* _CONSEGNA 1_
Rispondi a queste domande sul brano dedicato a Monet a Giverny:
(a) In che anno Monet si trasferisce a Giverny?
(b) Quanti salici piangenti fa piantare sul perimetro dello stagno delle ninfee?
(c) In che anno le ninfee colpiscono la sua attenzione?
* _CONSEGNA 2_
Trascrivi dal brano su Monet a Giverny il passo che va da "Alla fine dell’anno, i" a "questo gioiello acquatico.".

È il 1883 quando Claude Monet, al seguito della seconda moglie, Alice Hoschedé, e degli otto figli, si trasferisce in una casa colonica a Giverny, piccolo e tranquillo paese immerso nella campagna della Normandia, a poca distanza da Parigi.
Di quel suo buen retiro, dove visse oltre quarant’anni, l’artista francese ama la luce «unica», vibrante: «non si trova uguale in nessun’altra parte del mondo», diceva.
Qualche anno dopo, quella casa diventa di proprietà dello stesso Monet che, nell’estate del 1893, decide di trasformare il modesto orto che la circonda in un affascinante giardino alla francese, il clos Normand.
L’artista ottiene, in quello stesso periodo, anche l’autorizzazione a deviare il corso dell’Epte che costeggiava allora il villaggio di Giverny.
Alla fine dell’anno, i lavori sono conclusi e Monet, che da giardiniere e botanico esperto cura i dettagli del suo giardino, fa piantare quattro salici piangenti della varietà cosiddetta «di Babilonia» sul perimetro dello stagno delle ninfee; uno in prossimità del ponte giapponese, due sul lato lungo del laghetto parallelamente alla strada e un ultimo sulla riva opposta al ponte.
La piantagione di essenze esotiche accentua ancora di più l'orientalismo di questo gioiello acquatico.
In questo bucolico mondo costruito su misura -cavalletto, colori e pennello alla mano- Monet si mette a dipingere en plein air; nel 1897 le ninfee colpiscono la sua attenzione e l’artista le dipinge più e più volte.
Lo stesso soggetto viene rappresentato da angolazioni leggermente diverse, in varie ore del giorno, in differenti stagioni e con una luce sempre differente. «E, naturalmente, -raccontava lo stesso artista- l’effetto cambia costantemente, non soltanto da una stagione all’altra, ma anche da un minuto all’altro, poiché i fiori acquatici sono ben lungi da essere l’intero spettacolo, in realtà sono solo il suo accompagnamento. L’elemento base è lo specchio d’acqua il cui aspetto muta ogni istante per come brandelli di cielo vi si riflettono conferendogli vita e movimento».
Alla fine il ciclo dedicato alle ninfee costa di oltre duecentocinquanta tele, che documentano l’evoluzione del pittore, capostipite della corrente impressionista, verso uno sfilacciamento delle forme e una fluidità della pennellata che lo avvicinano al linguaggio astrattista.

* _MATERIALE PRESENTATO_

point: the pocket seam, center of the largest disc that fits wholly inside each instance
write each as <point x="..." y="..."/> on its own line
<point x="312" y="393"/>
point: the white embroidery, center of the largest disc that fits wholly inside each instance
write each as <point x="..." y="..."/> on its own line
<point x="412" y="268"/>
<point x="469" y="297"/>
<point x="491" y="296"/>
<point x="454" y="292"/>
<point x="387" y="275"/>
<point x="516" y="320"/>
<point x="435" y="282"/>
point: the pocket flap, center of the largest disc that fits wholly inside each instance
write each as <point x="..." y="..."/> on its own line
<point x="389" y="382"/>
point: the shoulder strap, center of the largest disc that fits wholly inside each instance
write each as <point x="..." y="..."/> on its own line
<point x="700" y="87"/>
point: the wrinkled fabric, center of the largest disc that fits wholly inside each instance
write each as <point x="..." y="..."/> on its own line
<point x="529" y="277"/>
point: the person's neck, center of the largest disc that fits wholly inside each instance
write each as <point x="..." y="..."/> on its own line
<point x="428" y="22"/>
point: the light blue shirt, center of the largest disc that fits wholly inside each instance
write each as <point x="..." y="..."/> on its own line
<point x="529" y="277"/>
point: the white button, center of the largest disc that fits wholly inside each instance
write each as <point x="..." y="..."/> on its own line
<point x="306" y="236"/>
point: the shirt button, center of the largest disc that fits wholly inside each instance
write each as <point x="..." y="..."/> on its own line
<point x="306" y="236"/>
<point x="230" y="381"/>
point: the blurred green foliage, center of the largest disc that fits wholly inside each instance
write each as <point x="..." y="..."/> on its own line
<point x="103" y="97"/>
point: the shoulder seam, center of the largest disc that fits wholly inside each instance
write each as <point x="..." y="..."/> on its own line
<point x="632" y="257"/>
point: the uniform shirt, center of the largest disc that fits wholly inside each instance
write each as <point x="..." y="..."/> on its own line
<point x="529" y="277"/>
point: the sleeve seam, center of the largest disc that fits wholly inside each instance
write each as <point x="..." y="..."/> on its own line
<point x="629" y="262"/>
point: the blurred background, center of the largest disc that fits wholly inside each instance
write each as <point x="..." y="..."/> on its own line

* _RISPOSTA SCRITTA 1_
(a) Nel 1883.
(b) Quattro.
(c) Nel 1897.

* _RISPOSTA SCRITTA 2_
Alla fine dell’anno, i lavori sono conclusi e Monet, che da giardiniere e botanico esperto cura i dettagli del suo giardino, fa piantare quattro salici piangenti della varietà cosiddetta «di Babilonia» sul perimetro dello stagno delle ninfee; uno in prossimità del ponte giapponese, due sul lato lungo del laghetto parallelamente alla strada e un ultimo sulla riva opposta al ponte.
La piantagione di essenze esotiche accentua ancora di più l'orientalismo di questo gioiello acquatico.